Stored items:
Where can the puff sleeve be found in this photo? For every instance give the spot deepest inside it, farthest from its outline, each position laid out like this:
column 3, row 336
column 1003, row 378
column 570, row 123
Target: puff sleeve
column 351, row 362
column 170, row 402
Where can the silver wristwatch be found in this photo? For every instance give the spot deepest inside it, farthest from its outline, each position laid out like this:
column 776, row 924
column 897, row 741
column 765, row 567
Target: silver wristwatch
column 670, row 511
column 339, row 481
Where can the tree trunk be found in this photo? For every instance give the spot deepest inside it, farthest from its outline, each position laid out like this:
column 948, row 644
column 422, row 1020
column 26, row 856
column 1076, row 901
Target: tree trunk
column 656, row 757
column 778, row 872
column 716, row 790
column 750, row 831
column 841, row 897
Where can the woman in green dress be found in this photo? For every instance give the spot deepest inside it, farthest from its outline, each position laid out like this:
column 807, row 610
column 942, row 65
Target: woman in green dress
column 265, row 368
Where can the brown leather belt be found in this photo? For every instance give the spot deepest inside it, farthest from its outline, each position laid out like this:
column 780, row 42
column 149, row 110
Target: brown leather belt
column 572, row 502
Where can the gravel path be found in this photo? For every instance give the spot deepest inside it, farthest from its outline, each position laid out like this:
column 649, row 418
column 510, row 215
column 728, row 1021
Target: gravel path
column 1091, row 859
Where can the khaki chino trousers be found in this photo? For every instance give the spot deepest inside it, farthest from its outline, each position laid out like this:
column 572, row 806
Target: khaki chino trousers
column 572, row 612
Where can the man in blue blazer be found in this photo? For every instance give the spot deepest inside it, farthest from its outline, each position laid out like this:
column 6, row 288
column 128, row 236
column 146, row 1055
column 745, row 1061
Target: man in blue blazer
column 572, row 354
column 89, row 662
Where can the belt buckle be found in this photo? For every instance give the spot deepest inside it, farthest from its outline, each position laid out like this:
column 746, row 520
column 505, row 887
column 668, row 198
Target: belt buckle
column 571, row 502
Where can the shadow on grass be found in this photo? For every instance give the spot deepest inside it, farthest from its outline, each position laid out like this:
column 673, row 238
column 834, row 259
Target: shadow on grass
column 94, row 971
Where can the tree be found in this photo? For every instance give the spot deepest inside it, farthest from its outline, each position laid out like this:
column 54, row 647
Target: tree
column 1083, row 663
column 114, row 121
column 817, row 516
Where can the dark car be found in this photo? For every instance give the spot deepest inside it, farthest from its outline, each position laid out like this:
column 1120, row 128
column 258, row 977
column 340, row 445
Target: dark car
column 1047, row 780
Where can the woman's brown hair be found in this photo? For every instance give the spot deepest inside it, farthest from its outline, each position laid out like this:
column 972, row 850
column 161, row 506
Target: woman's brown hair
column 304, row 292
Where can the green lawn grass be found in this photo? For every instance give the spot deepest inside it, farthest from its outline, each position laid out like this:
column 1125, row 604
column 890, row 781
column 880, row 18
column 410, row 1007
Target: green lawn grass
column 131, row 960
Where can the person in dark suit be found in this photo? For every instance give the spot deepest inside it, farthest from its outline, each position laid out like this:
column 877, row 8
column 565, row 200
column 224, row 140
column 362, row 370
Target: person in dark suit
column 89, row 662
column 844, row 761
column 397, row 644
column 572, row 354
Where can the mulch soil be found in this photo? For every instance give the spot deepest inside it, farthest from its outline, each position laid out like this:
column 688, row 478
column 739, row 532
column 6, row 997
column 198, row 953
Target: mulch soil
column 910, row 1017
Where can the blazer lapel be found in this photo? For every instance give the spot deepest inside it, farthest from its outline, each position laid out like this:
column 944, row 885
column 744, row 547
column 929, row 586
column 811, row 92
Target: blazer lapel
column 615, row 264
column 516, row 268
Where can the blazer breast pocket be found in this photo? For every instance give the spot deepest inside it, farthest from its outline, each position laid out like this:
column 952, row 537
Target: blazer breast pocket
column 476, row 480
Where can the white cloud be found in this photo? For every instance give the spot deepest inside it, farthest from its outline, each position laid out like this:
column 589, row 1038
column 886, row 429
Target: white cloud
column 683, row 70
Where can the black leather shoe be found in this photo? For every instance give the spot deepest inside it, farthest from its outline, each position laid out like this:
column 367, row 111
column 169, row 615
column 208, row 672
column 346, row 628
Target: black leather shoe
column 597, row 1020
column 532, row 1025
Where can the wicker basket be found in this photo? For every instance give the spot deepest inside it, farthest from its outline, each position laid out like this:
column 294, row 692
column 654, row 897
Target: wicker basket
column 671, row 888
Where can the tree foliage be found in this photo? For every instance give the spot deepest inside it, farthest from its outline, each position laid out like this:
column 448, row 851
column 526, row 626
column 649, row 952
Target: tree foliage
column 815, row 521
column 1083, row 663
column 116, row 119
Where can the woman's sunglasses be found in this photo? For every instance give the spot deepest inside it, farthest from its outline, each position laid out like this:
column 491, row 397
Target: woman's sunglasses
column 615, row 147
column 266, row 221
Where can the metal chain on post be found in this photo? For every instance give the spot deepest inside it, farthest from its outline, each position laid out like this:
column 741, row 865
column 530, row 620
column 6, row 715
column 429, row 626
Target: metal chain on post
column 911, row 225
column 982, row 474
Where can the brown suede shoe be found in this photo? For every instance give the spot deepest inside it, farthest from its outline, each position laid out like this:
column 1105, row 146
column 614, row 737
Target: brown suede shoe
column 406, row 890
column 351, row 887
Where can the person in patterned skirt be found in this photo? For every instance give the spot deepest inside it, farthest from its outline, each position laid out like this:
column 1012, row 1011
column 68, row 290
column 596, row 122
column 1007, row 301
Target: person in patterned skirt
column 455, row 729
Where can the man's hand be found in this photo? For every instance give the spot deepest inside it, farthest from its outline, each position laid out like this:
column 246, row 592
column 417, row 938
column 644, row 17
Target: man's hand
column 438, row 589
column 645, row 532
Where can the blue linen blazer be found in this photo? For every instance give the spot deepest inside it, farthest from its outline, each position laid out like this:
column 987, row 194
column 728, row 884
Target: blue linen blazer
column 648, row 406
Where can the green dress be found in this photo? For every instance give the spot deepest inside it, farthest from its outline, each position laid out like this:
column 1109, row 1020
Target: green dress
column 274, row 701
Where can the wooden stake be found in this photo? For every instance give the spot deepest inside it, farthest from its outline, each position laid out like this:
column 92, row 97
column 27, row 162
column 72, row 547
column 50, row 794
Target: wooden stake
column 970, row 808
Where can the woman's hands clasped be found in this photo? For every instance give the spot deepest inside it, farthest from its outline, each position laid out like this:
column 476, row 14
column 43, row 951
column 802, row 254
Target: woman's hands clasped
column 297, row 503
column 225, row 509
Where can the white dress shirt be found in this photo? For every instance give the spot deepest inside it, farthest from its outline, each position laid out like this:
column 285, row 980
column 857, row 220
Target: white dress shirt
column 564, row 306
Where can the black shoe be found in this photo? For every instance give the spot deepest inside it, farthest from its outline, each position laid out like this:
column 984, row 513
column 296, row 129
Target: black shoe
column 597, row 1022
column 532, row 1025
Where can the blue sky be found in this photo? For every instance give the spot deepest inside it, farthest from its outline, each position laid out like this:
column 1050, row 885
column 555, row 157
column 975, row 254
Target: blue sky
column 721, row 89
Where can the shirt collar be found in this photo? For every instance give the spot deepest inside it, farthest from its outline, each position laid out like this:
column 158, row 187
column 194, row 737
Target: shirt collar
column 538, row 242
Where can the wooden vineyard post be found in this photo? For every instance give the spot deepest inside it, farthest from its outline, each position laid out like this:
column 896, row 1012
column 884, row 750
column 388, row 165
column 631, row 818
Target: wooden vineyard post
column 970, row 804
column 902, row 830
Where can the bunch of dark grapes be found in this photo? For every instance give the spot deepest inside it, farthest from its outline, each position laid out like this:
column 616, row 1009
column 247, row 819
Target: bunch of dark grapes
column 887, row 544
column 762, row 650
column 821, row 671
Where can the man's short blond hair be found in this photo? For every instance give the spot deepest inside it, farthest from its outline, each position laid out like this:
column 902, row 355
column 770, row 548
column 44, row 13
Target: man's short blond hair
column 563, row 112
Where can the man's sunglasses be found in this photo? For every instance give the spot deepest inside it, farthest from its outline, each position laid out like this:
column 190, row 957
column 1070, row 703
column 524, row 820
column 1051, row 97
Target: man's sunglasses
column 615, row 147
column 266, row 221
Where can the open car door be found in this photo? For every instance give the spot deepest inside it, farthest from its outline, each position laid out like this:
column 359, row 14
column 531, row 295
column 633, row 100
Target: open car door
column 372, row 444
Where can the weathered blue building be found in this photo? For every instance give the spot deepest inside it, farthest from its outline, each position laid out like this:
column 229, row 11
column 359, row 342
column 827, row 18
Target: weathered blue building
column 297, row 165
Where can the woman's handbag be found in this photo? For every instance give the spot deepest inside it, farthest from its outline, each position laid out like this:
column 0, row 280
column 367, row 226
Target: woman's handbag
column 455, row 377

TASK ITEM:
Output nothing but the lines from the one that contains "Where can the open" through the final line of the entries above, exactly as they appear.

RESULT BELOW:
Where can the open car door be found in this photo? For every instance give the spot deepest inside it, farthest from its outline, each position laid out like this:
column 359, row 14
column 531, row 295
column 633, row 100
Target: open car door
column 372, row 444
Where can the weathered blue building be found in this photo? For every instance give the spot deepest inside it, farthest from its outline, each position laid out like this:
column 229, row 11
column 359, row 342
column 827, row 18
Target: weathered blue building
column 297, row 165
Where can the woman's handbag be found in this photo? For every instance give the spot deepest inside it, farthest from its outline, each position laid out like this:
column 0, row 280
column 367, row 226
Target: woman's handbag
column 455, row 377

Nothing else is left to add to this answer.